Tasks =
1) Quote the editorial on prison psychiatric care word for word, everything from "And there it" down to "Dr. David Craig.".
2) Write the next part of the editorial on psychiatric care in the province's prisons, continuing from the point where it stops.
*** Opening of Text segment ***
And there it is again: a convicted criminal asking for additional jail time, the hardship of jail time outside this province and away from family, to avoid psychiatric care in this province’s prison system.
You may not have any sympathy whatsoever for Michelle Gushue, who, after a string of fraud-related charges, was given a three-year sentence for her crimes. But you might want to pay attention to one part of her lawyer’s argument: CBC has reported she maintains she was the subject of “institutional torture” when her psychiatric drugs were cancelled by prison psychiatrist Dr. David Craig.
It’s far from the first time the issue has been raised. In January 2012, a judge actually ordered that a prisoner be given access to their regular psychiatrist and medications, rather than undergo treatment from Craig.
“It has to be clear to prison authorities that, if the courts of this province are incarcerating individuals with mental health issues, the necessary infrastructure programs and medications required to keep inmates healthy have to be provided for them, under proper supervision,” Judge Wayne Dymond ruled.
Prisoners have complained that Craig regularly halts medication. A peer review in 2012 looked into Craig’s practices and reported that, “Overall Dr. Craig meets the standard of care, where that standard is comparable service provision in other provinces.”
That review came after the province’s citizens’ representative, Barry Fleming, investigated prisoners’ concerns.
“(We) came to the conclusion that it was unfair for the inmates to have to go through a particular process of having their psychiatric medication reduced or eliminated once incarcerated,” Fleming said in 2013. Still, we keep hearing the same refrain. In 2014, a prisoner was deemed by a judge to have undergone undue hardship in prison after being taken off his prescribed medication.
*** Close of Text segment ***
*** Opening of Extracted entries ***
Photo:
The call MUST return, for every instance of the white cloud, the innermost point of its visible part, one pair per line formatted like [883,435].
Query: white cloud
*** Close of Extracted entries ***
*** Opening of Extracted entries ***
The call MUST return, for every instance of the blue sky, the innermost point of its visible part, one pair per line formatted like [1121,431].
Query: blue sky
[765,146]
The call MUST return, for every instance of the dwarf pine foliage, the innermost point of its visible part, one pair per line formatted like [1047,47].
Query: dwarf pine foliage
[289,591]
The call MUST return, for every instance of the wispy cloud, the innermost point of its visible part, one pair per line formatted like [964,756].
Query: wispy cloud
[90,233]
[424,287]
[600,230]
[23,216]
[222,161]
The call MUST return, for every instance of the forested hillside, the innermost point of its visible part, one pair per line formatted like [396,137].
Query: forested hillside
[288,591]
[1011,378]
*** Close of Extracted entries ***
Task results =
1)
And there it is again: a convicted criminal asking for additional jail time, the hardship of jail time outside this province and away from family, to avoid psychiatric care in this province’s prison system.
You may not have any sympathy whatsoever for Michelle Gushue, who, after a string of fraud-related charges, was given a three-year sentence for her crimes. But you might want to pay attention to one part of her lawyer’s argument: CBC has reported she maintains she was the subject of “institutional torture” when her psychiatric drugs were cancelled by prison psychiatrist Dr. David Craig.

2)
Prisoners who have been willing to talk have been even more blunt. Take the case of Doug Squires, who told the CBC he was taken off depression and anxiety drugs by Craig. Fearing he might end up in Craig’s care after he cut his wrists, he begged police not to take him to jail.
“All I was saying was, please don’t take me to Dr. Craig, please don’t take me down to jail, they’re going to torture me. I’d rather be dead than be tortured.”
In May 2014, defence lawyer Joan Dawson raised the issue of Craig removing one of her clients from medication that had been prescribed at the Waterford Hospital by Dr. Nazir Ladha, one of province’s top psychiatrists.
“For a psychiatrist at the Pen to ignore the recommendations of the province’s top forensic psychiatrist, who prescribed certain medication, is terrible. (Craig) should have to consult with Dr. Ladha,” Dawson said.
Asked about the issue later, she said, “This has been an ongoing issue for years, but what is so appalling is that the community is not up in arms.”
And that is a very interesting point. This issue comes up again and again, and still, the community is not up in arms.
Is that because the people affected are criminals? If that’s the case, it’s sad.